When I cancelled for next Saturday, I said, “Oh, and we’re also not coming the Saturday after Thanksgiving.” Office Manager said, “That’s already written down.” I said, “Well, that time it worked.”
As I said to the office manager, “Why stay with a speech-language practice that can’t communicate?”
I’m thinking even if the other doctor calls back now, I’m still changing practices. I don’t need their passive-aggressive office manager, and I don’t need this nonsense.
If the doctor does call back, do please tell her why you left. She might not even realize, otherwise, what her patients are being put through.
My experience with previous practices was that the doctor knew but didn’t care or didn’t know how to get the office staff under control. I could tell the doctor. I am aware though that patients and customers are often insane, and therefore my one solitary complaint isn’t likely to be taken seriously. If it’s part of a pattern, maybe then.
I would like to let the SLP know we liked her a lot, but I’m not sure how to do that without going through the passive-aggressive office manager.
Once upon a time I got a nasty “Your account is about to be turned over for collections” note from a hospital doctor’s billing agent when they had never even sent me a first bill or billed my insurance. After I got done with the billing agent I looked the doctor up in the phone book and sent a copy of our correspondence to her home address. Now you could probably find her on Facebook or LinkedIn.
I did find her on LinkedIn; I’m not on Facebook.
Now interestingly, on LinkedIn she’s the only person listed as an employee of this practice, which has two branches. Also, she doesn’t seem to give her personal contact information, not even on her press releases. So to my mind, that’s a big “Doctor does not care” sign. I would like to at least be able to send a goodbye to the nice SLP, but on the website, they don’t give the names of any of their practitioners. I wonder what that says about their turnover rate?
Good for you, Jane!

- **AVAILABLE DATA**
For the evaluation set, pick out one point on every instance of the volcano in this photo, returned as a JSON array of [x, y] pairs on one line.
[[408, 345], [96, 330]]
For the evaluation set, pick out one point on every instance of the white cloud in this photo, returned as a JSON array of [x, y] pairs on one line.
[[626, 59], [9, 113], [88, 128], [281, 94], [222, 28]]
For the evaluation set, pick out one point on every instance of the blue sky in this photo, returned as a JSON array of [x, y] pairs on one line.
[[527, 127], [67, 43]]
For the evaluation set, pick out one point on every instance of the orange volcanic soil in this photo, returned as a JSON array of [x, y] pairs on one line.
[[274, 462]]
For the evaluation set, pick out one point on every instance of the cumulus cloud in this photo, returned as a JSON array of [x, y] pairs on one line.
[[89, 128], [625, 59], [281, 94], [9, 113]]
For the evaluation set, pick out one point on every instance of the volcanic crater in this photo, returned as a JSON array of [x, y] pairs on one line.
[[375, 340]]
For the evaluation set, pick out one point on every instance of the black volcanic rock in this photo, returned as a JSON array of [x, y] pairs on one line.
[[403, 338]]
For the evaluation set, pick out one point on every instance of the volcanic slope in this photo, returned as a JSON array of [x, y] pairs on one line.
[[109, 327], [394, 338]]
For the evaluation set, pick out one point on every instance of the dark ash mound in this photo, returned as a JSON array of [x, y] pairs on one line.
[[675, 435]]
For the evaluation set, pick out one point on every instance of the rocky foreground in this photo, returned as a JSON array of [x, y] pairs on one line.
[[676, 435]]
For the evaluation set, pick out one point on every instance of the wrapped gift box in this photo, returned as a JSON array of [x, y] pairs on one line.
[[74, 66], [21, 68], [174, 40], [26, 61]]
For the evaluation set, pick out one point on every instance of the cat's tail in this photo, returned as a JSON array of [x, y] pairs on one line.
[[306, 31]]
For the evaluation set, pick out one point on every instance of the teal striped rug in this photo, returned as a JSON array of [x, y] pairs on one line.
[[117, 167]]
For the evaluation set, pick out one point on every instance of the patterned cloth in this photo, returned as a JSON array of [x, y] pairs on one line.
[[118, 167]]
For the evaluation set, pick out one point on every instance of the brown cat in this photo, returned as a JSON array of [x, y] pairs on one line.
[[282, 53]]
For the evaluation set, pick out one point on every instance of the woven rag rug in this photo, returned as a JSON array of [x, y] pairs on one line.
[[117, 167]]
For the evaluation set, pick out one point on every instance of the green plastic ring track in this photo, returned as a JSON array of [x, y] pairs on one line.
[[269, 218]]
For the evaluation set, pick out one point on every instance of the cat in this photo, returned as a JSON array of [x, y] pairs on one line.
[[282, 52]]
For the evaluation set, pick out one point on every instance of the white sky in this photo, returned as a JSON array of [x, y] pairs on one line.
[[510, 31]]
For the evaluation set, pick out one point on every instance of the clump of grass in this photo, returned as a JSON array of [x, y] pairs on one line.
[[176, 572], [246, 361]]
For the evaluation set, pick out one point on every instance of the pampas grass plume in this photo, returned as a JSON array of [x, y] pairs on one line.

- **WHAT YOU WILL DO**
Pick up the discussion about leaving a speech-language practice after its last line and carry it on. None of the material is needed here.

- **TASK ANSWER**
Ridiculous! I don’t blame you for leaving. I’m glad your daughter was at least receiving decent therapy through this practice– it’s sad you have to sever that relationship when she is making progress. I work in speech therapy down here in Texas. I was afraid this was going to be a “my daughter is receiving substandard therapy!” post. Those always burn my toast. I hate to think of a kiddo not being helped. 🙂
If it were me, I would call the practice and ask for the SLP’s name. If they ask why, tell them you would like to mail her a thank you card for working with your daughter.Then just send it to the practice with her name on it. I’m not sure there would be any other way to contact her at this point. I’m sure she would really appreciate it.
Good luck! Still love your blog! 🙂
I’ll probably call sometime today when I know she’s there and try to talk to her or get her voicemail. I spent about ten minutes navigating their phone tree two nights ago, trying to find her voicemail box, and she’s not in the phone tree. Neither is she (nor anyone else!) listed on the practice’s website.
It’s too bad I can’t just drop by you and pay you to do the rest of the speech therapy sessions. 🙂 But you’re a bit far of a drive from Angelborough.
Good for you!
We left our family doc because the office staff was hopelessly bad and then our doc’s nurse (whom we loved) left. I said after a three-hour visit (of which five minutes were spent with the doctor) that if ONE MORE THING went wrong we were done. And then of course one more thing went wrong. The girls are with a great pediatricians’ office now.
When I get to the “one more thing” stage, I usually find I’m looking for something to go wrong, so I just get out of there. Staff can completely ruin a relationship with a doctor.